_Dataset excerpts:_

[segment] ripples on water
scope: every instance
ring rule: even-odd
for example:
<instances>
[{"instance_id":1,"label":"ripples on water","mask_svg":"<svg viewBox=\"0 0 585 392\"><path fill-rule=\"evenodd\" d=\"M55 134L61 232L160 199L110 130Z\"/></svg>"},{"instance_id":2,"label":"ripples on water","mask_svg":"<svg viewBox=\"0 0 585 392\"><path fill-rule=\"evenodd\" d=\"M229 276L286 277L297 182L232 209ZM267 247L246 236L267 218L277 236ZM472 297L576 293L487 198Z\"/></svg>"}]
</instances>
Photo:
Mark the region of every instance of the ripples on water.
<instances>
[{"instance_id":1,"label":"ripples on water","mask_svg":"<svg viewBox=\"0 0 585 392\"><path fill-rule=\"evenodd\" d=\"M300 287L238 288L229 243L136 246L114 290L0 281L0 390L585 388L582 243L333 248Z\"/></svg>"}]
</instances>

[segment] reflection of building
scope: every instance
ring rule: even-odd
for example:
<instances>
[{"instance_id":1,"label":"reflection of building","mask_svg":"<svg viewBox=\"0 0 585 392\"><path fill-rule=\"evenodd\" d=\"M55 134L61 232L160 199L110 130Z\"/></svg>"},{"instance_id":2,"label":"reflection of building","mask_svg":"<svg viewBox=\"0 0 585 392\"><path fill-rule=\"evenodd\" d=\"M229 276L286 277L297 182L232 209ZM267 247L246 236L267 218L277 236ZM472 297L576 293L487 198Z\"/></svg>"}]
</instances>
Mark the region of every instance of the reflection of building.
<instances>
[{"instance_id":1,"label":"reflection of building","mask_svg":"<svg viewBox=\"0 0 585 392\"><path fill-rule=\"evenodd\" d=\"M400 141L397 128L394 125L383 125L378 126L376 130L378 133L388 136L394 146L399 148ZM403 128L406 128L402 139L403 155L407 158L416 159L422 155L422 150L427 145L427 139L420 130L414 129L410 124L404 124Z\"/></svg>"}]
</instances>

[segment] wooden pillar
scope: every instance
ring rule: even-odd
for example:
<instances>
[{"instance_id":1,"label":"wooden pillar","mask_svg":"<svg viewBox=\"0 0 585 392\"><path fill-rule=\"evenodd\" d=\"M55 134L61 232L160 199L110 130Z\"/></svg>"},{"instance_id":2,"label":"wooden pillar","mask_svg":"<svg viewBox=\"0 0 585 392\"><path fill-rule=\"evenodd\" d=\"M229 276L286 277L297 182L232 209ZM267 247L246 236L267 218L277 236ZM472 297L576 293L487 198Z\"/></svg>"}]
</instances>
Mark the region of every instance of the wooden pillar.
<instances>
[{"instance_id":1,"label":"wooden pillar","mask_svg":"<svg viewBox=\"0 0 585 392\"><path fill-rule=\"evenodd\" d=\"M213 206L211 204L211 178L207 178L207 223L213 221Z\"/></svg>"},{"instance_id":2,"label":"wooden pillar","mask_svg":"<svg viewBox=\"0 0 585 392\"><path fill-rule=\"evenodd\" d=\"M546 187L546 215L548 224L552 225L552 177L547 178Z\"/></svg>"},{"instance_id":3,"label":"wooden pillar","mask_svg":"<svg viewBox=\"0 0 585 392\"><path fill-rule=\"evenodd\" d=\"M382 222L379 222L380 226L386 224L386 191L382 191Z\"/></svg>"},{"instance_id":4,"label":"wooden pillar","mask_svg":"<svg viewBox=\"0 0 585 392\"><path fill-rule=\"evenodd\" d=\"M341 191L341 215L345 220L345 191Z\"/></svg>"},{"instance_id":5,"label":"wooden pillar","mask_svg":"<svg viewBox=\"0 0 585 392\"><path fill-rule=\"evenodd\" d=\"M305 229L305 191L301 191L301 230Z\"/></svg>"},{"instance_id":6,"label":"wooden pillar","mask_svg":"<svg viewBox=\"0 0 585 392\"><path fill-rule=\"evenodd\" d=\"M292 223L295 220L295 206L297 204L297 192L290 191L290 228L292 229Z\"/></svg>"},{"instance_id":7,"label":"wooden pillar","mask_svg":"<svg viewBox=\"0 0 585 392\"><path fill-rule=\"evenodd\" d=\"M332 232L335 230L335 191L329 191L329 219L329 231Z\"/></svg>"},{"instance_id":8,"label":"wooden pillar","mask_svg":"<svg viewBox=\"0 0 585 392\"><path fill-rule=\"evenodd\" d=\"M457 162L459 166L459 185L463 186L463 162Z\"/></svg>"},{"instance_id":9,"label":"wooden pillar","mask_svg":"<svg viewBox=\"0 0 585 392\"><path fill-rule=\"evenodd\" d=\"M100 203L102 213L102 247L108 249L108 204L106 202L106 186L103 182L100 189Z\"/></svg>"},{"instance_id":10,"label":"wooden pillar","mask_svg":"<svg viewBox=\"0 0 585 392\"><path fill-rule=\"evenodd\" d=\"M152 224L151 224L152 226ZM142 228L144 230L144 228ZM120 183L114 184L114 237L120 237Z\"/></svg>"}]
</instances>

_Exercise instructions:_ Extract the whole listing, character for character.

_Exercise solution:_
[segment] ripples on water
scope: every instance
ring rule: even-odd
for example:
<instances>
[{"instance_id":1,"label":"ripples on water","mask_svg":"<svg viewBox=\"0 0 585 392\"><path fill-rule=\"evenodd\" d=\"M55 134L61 232L160 199L110 130Z\"/></svg>"},{"instance_id":2,"label":"ripples on water","mask_svg":"<svg viewBox=\"0 0 585 392\"><path fill-rule=\"evenodd\" d=\"M229 276L286 277L297 182L232 209ZM267 247L246 236L267 218L277 236ZM472 297L576 293L487 198Z\"/></svg>"}]
</instances>
Photo:
Mark the region of every instance of the ripples on water.
<instances>
[{"instance_id":1,"label":"ripples on water","mask_svg":"<svg viewBox=\"0 0 585 392\"><path fill-rule=\"evenodd\" d=\"M300 287L238 288L229 243L136 246L114 290L0 281L0 390L585 388L582 243L333 248Z\"/></svg>"}]
</instances>

[segment] reflection of building
scope: every instance
ring rule: even-odd
for example:
<instances>
[{"instance_id":1,"label":"reflection of building","mask_svg":"<svg viewBox=\"0 0 585 392\"><path fill-rule=\"evenodd\" d=\"M55 134L61 232L160 199L110 130Z\"/></svg>"},{"instance_id":2,"label":"reflection of building","mask_svg":"<svg viewBox=\"0 0 585 392\"><path fill-rule=\"evenodd\" d=\"M229 276L286 277L297 182L232 209ZM267 247L246 236L267 218L277 236ZM472 297L576 293L487 198Z\"/></svg>"}]
</instances>
Mark the region of every instance of the reflection of building.
<instances>
[{"instance_id":1,"label":"reflection of building","mask_svg":"<svg viewBox=\"0 0 585 392\"><path fill-rule=\"evenodd\" d=\"M400 141L397 128L394 125L383 125L378 126L376 130L378 133L388 136L394 146L399 148ZM403 128L406 128L402 139L403 155L407 158L416 159L422 155L422 150L427 145L427 139L420 130L414 129L410 124L404 124Z\"/></svg>"}]
</instances>

[segment] wooden pillar
scope: every instance
ring rule: even-odd
for example:
<instances>
[{"instance_id":1,"label":"wooden pillar","mask_svg":"<svg viewBox=\"0 0 585 392\"><path fill-rule=\"evenodd\" d=\"M55 134L61 232L160 199L110 130Z\"/></svg>"},{"instance_id":2,"label":"wooden pillar","mask_svg":"<svg viewBox=\"0 0 585 392\"><path fill-rule=\"evenodd\" d=\"M229 276L286 277L297 182L232 209ZM267 247L246 236L267 218L277 236ZM472 297L576 293L487 198Z\"/></svg>"}]
</instances>
Mark the region of every instance of the wooden pillar.
<instances>
[{"instance_id":1,"label":"wooden pillar","mask_svg":"<svg viewBox=\"0 0 585 392\"><path fill-rule=\"evenodd\" d=\"M213 206L211 204L211 178L207 178L207 223L213 221Z\"/></svg>"},{"instance_id":2,"label":"wooden pillar","mask_svg":"<svg viewBox=\"0 0 585 392\"><path fill-rule=\"evenodd\" d=\"M546 187L546 215L548 224L552 225L552 177L547 178Z\"/></svg>"},{"instance_id":3,"label":"wooden pillar","mask_svg":"<svg viewBox=\"0 0 585 392\"><path fill-rule=\"evenodd\" d=\"M382 222L379 222L380 226L386 224L386 191L382 191Z\"/></svg>"},{"instance_id":4,"label":"wooden pillar","mask_svg":"<svg viewBox=\"0 0 585 392\"><path fill-rule=\"evenodd\" d=\"M341 191L341 215L345 220L345 191Z\"/></svg>"},{"instance_id":5,"label":"wooden pillar","mask_svg":"<svg viewBox=\"0 0 585 392\"><path fill-rule=\"evenodd\" d=\"M305 229L305 191L301 191L301 230Z\"/></svg>"},{"instance_id":6,"label":"wooden pillar","mask_svg":"<svg viewBox=\"0 0 585 392\"><path fill-rule=\"evenodd\" d=\"M292 223L295 220L295 206L297 204L297 192L290 191L290 228L292 229Z\"/></svg>"},{"instance_id":7,"label":"wooden pillar","mask_svg":"<svg viewBox=\"0 0 585 392\"><path fill-rule=\"evenodd\" d=\"M332 232L335 230L335 191L329 191L329 219L329 231Z\"/></svg>"},{"instance_id":8,"label":"wooden pillar","mask_svg":"<svg viewBox=\"0 0 585 392\"><path fill-rule=\"evenodd\" d=\"M457 162L459 166L459 185L463 186L463 162Z\"/></svg>"},{"instance_id":9,"label":"wooden pillar","mask_svg":"<svg viewBox=\"0 0 585 392\"><path fill-rule=\"evenodd\" d=\"M100 203L102 213L102 247L108 249L108 204L106 202L106 186L103 182L100 189Z\"/></svg>"},{"instance_id":10,"label":"wooden pillar","mask_svg":"<svg viewBox=\"0 0 585 392\"><path fill-rule=\"evenodd\" d=\"M152 224L151 224L152 226ZM142 228L144 230L144 228ZM120 183L114 184L114 237L120 237Z\"/></svg>"}]
</instances>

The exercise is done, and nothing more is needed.